PROBLEM REQUIREMENTS: Reproduce everything from "A bold collaboration" down to "Criterion Collection release." in the piece on the restoration of Sweetie, word for word.

PROVIDED TEXT:
========================================================================

There are some films that really get to you – or more precisely, films that really get you. Over the past nine months I’ve assisted with the NFSA restoration of Sweetie, and watching the film over and over (sometimes in frame-by-frame sections) has felt not unlike spending time with a difficult family member: someone you adore, but in a complicated way – someone who sometimes hurts your feelings, someone who is reflecting something a bit too true back at you. 

 

A divisive debut 

Jane Campion’s strange, painful, funny, uncompromising debut feature has split audiences since its 1989 release. Some experience its unique tone and visual style as profoundly alienating or even grotesque (co-writer Gerard Lee recalls yelling at Campion, 'you’ve ruined the film!' when he first saw some of its idiosyncratic cinematography). Others, like me, find in it something familiar and profound ('It’s like a home from which I can look out upon my personal landscape,' wrote Campion scholar Sue Gillet, a few years after the film’s release). The 'something familiar' certainly isn’t comforting – it leaves, perhaps, the texture of porcelain crunching sharply between the teeth, or the slow dread of tree roots creeping under a house, disrupting the foundations – but the vividness it offers is cinema at its best.  

Excerpt from NFSA Restores: Sweetie (Jane Campion, 1989). NFSA title: 1821666

 

Cinematic sisters 

To say that Sweetie is about an unhappy family is an understatement. At the time of the film’s release, reviewer Jonathan Rosenbaum compared them to several famously troubled families from classic literature – the Compsons in Faulkner’s The Sound and the Fury, the Tyrones in O’Neill’s Long Day’s Journey Into Night. He, like many, identified the chief 'problem' of the family as the titular Sweetie, played by Genevieve Lemon. Lemon’s performance is savage, unpredictable, absurd and quite unlike any other – she was cast after Campion saw her performing in a stage play where she was acting the role of a child, and it is the unconstrained childlikeness of Sweetie that makes the performance land. But in the 35 years since the film’s release, more trauma-informed audiences have asked a different question to Rosenbaum – less 'who is the problem?', and more 'Why?' And the clues are there.

Excerpt from NFSA Restores: Sweetie (Jane Campion, 1989). NFSA title: 1821666

 

A bold collaboration 

Much of Sweetie’s audaciousness has to do with Campion’s key collaborators, Gerard Lee and Sally Bongers. The trio went to film school together, where they collaborated on Campion’s formative shorts – Bongers on Peel and A Girl’s Own Story, Lee on Passionless Moments. He and Campion drew inspiration for Kay and Louis’ relationship from their own unsuccessful romance, which they discuss with frank good humour in a director’s commentary recorded for the Criterion Collection release.

========================================================================

Part of a data file
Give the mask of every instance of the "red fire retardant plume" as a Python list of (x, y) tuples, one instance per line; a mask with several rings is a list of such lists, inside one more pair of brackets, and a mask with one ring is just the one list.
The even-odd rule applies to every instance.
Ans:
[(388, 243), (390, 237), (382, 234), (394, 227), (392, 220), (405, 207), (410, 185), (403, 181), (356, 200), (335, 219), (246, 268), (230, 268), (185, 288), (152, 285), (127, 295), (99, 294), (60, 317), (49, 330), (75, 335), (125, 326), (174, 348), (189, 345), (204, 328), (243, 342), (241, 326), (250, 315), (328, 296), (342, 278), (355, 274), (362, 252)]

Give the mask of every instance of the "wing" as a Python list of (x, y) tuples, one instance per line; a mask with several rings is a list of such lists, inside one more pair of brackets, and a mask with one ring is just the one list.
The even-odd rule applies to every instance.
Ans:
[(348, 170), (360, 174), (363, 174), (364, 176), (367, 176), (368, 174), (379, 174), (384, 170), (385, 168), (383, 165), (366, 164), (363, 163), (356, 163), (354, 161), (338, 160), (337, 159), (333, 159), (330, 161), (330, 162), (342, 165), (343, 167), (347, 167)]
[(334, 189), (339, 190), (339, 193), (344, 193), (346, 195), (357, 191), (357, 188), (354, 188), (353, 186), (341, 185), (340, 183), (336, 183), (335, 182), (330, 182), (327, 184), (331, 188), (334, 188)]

========================================================================

FINAL ANSWER:
A bold collaboration 

Much of Sweetie’s audaciousness has to do with Campion’s key collaborators, Gerard Lee and Sally Bongers. The trio went to film school together, where they collaborated on Campion’s formative shorts – Bongers on Peel and A Girl’s Own Story, Lee on Passionless Moments. He and Campion drew inspiration for Kay and Louis’ relationship from their own unsuccessful romance, which they discuss with frank good humour in a director’s commentary recorded for the Criterion Collection release.